** PROMPT **
The records below should be printed once more, exactly as they appear.

START DATA

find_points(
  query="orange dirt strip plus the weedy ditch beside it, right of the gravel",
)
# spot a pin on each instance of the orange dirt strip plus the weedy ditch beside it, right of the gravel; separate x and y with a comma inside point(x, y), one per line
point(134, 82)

END DATA

** RESULT BELOW **
find_points(
  query="orange dirt strip plus the weedy ditch beside it, right of the gravel",
)
# spot a pin on each instance of the orange dirt strip plus the weedy ditch beside it, right of the gravel; separate x and y with a comma inside point(x, y), one per line
point(134, 82)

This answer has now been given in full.